━━ Data excerpts ━━
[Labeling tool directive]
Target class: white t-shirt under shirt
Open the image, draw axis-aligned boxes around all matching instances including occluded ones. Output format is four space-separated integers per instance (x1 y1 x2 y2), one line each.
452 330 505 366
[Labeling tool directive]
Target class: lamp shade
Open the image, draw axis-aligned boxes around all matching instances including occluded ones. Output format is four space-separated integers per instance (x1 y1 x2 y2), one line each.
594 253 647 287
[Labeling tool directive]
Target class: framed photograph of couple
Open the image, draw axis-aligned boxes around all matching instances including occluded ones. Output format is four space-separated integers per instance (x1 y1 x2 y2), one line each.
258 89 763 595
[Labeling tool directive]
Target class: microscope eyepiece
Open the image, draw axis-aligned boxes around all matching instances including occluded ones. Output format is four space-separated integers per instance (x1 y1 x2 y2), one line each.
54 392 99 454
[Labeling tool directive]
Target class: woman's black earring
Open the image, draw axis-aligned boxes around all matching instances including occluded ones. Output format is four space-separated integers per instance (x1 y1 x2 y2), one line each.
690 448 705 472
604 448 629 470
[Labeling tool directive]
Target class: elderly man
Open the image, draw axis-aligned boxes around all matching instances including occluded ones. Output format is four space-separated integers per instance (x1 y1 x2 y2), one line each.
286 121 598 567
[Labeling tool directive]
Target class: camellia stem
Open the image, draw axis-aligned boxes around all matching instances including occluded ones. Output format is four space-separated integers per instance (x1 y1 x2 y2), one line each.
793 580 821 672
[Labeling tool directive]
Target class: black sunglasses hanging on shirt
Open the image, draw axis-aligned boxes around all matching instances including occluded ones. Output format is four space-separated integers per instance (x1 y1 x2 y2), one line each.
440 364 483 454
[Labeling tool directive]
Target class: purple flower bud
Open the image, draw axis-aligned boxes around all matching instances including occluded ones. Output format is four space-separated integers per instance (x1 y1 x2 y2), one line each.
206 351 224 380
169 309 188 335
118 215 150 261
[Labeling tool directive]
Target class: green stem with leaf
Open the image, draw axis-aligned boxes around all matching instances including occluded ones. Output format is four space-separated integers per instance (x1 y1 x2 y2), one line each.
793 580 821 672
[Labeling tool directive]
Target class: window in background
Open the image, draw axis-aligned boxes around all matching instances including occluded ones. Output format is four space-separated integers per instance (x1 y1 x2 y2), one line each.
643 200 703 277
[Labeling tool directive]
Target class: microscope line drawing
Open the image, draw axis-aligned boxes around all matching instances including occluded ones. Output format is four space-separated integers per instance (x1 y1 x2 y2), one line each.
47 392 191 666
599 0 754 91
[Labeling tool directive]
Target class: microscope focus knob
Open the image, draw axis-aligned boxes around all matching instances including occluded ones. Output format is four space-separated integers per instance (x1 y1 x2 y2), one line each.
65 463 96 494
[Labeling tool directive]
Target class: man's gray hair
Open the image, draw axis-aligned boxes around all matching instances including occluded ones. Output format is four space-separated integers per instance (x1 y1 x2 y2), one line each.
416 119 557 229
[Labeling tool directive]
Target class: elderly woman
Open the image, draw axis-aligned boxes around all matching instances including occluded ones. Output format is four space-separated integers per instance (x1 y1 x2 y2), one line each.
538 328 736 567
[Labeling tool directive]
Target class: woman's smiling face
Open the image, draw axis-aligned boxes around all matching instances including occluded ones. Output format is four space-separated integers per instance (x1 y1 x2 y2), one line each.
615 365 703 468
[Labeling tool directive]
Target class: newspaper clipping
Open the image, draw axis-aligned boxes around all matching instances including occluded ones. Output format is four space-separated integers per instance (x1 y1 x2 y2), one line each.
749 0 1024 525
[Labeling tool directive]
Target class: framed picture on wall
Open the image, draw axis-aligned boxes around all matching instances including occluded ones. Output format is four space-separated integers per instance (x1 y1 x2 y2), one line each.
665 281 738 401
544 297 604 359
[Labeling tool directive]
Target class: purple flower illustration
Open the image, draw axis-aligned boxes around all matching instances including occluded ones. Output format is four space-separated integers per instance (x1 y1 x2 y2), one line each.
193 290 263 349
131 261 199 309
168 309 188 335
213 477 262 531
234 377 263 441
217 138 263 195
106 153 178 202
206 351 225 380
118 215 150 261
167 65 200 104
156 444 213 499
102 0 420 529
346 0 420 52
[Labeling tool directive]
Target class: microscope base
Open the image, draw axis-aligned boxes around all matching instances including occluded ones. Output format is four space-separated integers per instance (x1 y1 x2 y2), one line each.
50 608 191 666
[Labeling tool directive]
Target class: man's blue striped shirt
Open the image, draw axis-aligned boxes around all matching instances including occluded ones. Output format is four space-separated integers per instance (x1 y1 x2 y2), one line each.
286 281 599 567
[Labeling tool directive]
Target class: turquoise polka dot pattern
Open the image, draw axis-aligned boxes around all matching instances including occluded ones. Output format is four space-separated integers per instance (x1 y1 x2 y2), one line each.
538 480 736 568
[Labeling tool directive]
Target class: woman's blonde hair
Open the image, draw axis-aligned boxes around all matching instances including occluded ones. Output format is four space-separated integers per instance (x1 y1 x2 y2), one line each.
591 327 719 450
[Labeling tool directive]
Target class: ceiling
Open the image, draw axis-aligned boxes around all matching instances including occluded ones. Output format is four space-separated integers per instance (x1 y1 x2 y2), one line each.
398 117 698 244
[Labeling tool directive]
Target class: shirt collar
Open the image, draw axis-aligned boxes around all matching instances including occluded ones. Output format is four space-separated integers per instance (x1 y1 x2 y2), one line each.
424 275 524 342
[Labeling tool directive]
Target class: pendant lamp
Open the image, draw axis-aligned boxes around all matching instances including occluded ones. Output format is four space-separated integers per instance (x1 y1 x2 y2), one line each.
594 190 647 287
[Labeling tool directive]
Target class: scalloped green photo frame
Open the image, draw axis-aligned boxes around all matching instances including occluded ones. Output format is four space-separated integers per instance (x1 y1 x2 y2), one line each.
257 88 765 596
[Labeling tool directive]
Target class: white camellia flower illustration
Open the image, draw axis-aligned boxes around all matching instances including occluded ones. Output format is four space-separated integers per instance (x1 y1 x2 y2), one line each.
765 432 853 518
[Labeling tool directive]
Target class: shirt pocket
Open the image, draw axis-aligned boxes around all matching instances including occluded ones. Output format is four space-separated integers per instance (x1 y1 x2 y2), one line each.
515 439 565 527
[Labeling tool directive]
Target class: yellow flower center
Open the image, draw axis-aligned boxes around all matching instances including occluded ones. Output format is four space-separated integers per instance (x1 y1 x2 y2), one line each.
━━━
▶ **To do**
Reproduce the lines from the first one through the line containing "452 330 505 366", substituting "gray t-shirt" for "white t-shirt" and leaving everything else unchanged.

▶ **Output**
[Labeling tool directive]
Target class: gray t-shirt under shirt
Open the image, draw axis-aligned boxes around all matching instances including occluded ones. Output format is four space-separated integers per instance (x1 y1 x2 y2), one line each.
452 330 505 366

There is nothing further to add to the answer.